==== Given passage ====

2013-09-23 Thread Albert Chu (JIRA)
Albert Chu created MAPREDUCE-5528:
-

 Summary: TeraSort fails with can't read paritions file - does 
not read partition file from distributed cache
 Key: MAPREDUCE-5528
 URL: https://issues.apache.org/jira/browse/MAPREDUCE-5528
 Project: Hadoop Map/Reduce
  Issue Type: Bug
  Components: examples
Affects Versions: 3.0.0
Reporter: Albert Chu
Priority: Minor


I was trying to run TeraSort against a parallel networked file system,
setting things up via the 'file:// scheme.  I always got the
following error when running terasort:

{noformat}
13/09/23 11:15:12 INFO mapreduce.Job: Task Id : 
attempt_1379960046506_0001_m_80_1, Status : FAILED
Error: java.lang.IllegalArgumentException: can't read paritions file
at 
org.apache.hadoop.examples.terasort.TeraSort$TotalOrderPartitioner.setConf(TeraSort.java:254)
at 
org.apache.hadoop.util.ReflectionUtils.setConf(ReflectionUtils.java:73)
at 
org.apache.hadoop.util.ReflectionUtils.newInstance(ReflectionUtils.java:133)
at 
org.apache.hadoop.mapred.MapTask$NewOutputCollector.init(MapTask.java:678)
at org.apache.hadoop.mapred.MapTask.runNewMapper(MapTask.java:747)
at org.apache.hadoop.mapred.MapTask.run(MapTask.java:340)
at org.apache.hadoop.mapred.YarnChild$2.run(YarnChild.java:171)
at java.security.AccessController.doPrivileged(Native Method)
at javax.security.auth.Subject.doAs(Subject.java:396)
at 
org.apache.hadoop.security.UserGroupInformation.doAs(UserGroupInformation.java:1499)
at org.apache.hadoop.mapred.YarnChild.main(YarnChild.java:166)
Caused by: java.io.FileNotFoundException: File _partition.lst does not exist
at org.apache.hadoop.fs.Stat.parseExecResult(Stat.java:124)

====

**Challenges:**
(a) According to the TeraSort bug report, which file does not exist?
(b) Please repeat the records from the line with "Objective - one point per instance of the white window" through the end of the records, keeping both ends.

==== Records for the task ====

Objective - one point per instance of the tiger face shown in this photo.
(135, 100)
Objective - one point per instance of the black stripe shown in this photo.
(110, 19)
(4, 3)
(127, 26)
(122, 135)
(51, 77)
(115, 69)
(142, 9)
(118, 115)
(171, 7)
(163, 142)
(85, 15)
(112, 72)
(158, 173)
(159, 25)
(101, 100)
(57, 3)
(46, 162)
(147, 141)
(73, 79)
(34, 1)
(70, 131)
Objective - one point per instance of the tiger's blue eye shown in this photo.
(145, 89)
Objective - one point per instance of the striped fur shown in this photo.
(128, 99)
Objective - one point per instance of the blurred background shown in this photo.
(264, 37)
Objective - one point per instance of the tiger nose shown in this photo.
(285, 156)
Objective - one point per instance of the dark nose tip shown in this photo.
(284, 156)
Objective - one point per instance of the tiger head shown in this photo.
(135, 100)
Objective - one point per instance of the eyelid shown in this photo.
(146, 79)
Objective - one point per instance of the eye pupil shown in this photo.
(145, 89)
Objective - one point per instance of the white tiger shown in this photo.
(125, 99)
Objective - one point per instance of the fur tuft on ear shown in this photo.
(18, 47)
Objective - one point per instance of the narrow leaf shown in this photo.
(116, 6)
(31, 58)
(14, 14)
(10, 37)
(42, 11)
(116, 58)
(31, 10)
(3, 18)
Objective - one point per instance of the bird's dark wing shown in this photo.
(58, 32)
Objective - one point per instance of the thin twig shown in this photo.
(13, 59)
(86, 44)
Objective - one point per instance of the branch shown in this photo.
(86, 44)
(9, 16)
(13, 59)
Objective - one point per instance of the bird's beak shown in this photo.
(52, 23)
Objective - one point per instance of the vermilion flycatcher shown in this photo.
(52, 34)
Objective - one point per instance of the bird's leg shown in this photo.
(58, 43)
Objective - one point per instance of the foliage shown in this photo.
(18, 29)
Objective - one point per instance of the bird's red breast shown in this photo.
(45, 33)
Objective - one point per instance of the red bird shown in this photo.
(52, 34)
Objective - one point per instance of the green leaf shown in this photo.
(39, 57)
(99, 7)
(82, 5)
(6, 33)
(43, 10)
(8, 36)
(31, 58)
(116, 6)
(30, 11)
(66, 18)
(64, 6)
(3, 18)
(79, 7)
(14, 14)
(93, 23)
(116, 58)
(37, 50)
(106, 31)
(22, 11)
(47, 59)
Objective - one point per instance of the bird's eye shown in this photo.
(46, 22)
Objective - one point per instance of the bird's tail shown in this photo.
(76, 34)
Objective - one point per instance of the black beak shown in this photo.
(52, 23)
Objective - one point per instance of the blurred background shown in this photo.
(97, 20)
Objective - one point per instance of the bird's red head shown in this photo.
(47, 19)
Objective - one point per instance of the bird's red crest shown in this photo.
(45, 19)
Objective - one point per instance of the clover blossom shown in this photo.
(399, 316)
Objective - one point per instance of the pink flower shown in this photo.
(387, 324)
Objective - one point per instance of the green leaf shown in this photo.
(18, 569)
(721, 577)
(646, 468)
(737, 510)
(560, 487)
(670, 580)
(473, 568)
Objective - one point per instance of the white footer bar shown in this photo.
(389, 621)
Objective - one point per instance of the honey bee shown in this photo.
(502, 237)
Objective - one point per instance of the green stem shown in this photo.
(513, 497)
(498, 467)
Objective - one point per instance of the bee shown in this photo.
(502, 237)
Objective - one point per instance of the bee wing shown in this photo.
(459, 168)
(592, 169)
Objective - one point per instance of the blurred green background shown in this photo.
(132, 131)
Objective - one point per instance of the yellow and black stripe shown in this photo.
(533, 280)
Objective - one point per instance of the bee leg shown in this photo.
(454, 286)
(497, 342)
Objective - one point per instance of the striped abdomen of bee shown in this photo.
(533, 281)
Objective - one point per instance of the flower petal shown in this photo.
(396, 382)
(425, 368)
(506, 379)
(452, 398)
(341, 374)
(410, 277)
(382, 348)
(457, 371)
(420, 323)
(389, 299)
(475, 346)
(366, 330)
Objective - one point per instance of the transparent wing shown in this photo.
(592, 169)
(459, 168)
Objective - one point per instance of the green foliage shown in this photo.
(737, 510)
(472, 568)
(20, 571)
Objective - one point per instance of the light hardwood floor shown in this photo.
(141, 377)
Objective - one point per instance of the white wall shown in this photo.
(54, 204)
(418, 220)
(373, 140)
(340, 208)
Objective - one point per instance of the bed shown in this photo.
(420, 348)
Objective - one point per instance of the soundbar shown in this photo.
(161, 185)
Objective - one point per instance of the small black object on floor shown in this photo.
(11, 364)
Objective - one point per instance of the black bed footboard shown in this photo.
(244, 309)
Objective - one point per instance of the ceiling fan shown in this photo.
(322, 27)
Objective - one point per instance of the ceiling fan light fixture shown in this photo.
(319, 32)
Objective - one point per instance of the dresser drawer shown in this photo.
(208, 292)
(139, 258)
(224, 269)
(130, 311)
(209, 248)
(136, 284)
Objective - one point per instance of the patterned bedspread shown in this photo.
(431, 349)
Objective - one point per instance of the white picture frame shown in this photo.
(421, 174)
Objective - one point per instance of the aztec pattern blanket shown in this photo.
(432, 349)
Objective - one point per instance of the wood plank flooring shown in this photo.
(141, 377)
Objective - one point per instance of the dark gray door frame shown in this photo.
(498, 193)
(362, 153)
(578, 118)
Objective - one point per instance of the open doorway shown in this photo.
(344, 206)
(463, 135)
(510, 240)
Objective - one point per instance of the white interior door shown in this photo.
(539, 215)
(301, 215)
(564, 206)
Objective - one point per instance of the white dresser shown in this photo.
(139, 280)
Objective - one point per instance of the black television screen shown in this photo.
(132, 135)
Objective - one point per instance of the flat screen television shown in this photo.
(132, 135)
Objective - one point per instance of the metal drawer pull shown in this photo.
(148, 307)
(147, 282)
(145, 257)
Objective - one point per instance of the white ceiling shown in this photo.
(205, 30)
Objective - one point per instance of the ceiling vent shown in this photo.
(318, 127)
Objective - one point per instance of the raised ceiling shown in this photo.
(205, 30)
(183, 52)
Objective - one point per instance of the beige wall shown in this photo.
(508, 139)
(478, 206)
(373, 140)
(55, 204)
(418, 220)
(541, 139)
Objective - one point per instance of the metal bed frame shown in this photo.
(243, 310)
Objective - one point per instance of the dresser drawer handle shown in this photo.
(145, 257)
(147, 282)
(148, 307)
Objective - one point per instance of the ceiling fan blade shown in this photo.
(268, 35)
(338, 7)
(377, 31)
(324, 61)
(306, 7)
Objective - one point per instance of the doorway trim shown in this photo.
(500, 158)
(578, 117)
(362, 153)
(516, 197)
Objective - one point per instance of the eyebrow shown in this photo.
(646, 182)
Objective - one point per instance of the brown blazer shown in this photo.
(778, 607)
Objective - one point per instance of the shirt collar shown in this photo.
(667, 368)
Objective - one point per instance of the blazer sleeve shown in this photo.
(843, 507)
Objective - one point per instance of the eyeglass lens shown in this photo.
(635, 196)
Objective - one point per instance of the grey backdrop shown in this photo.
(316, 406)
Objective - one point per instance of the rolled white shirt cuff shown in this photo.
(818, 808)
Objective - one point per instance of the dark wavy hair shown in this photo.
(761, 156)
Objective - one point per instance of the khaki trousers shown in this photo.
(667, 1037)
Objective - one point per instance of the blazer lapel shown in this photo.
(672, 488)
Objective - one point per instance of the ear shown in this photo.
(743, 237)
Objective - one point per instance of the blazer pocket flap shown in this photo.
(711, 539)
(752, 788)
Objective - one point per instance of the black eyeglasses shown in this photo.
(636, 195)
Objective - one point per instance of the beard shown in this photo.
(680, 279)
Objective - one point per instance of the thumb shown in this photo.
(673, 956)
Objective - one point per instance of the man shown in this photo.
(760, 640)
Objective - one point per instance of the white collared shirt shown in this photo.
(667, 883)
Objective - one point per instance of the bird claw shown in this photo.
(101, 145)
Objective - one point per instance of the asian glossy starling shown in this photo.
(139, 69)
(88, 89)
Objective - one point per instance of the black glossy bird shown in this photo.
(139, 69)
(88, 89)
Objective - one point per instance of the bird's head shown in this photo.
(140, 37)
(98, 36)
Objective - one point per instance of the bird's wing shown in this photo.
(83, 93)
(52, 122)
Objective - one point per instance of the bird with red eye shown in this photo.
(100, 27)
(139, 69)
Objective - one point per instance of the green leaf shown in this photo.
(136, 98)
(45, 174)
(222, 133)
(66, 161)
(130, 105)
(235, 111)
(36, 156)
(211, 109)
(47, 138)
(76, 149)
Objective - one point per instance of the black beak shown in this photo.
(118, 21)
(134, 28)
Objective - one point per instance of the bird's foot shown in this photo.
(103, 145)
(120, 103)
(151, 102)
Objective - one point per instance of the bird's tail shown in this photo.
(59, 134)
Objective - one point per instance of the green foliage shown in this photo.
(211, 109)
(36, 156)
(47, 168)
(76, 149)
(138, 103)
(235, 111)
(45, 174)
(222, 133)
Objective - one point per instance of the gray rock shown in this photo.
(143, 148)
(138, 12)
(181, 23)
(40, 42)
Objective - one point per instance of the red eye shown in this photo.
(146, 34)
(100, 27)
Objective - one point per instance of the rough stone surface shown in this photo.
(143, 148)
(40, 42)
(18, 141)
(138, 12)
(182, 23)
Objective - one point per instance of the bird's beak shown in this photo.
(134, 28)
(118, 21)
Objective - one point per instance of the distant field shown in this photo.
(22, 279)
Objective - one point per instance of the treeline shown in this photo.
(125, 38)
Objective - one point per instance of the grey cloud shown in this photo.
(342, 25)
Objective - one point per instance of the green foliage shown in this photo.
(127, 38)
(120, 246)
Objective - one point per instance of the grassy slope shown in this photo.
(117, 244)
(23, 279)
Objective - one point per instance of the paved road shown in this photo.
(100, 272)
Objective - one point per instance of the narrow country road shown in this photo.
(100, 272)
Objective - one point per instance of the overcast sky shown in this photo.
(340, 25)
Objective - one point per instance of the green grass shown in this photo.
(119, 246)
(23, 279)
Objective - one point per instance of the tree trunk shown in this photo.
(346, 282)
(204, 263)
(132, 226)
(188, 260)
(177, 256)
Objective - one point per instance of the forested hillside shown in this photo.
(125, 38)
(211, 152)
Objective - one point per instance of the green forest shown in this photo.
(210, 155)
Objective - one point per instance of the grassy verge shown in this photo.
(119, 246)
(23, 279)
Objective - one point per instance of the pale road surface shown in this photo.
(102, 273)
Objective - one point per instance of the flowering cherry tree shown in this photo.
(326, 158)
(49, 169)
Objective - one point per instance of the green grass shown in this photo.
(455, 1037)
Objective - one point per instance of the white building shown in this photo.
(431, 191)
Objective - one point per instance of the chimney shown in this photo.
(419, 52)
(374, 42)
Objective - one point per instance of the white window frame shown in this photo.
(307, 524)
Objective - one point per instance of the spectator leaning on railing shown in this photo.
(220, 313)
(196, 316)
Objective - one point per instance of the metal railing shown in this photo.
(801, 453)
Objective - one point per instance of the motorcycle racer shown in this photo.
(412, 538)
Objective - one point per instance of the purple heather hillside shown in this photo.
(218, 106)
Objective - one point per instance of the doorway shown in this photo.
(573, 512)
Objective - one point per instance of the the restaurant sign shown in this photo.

====

**Responses in order:**
(a) _partition.lst

(b)
Objective - one point per instance of the white window frame shown in this photo.
(307, 524)
Objective - one point per instance of the spectator leaning on railing shown in this photo.
(220, 313)
(196, 316)
Objective - one point per instance of the metal railing shown in this photo.
(801, 453)
Objective - one point per instance of the motorcycle racer shown in this photo.
(412, 538)
Objective - one point per instance of the purple heather hillside shown in this photo.
(218, 106)
Objective - one point per instance of the doorway shown in this photo.
(573, 512)
Objective - one point per instance of the the restaurant sign shown in this photo.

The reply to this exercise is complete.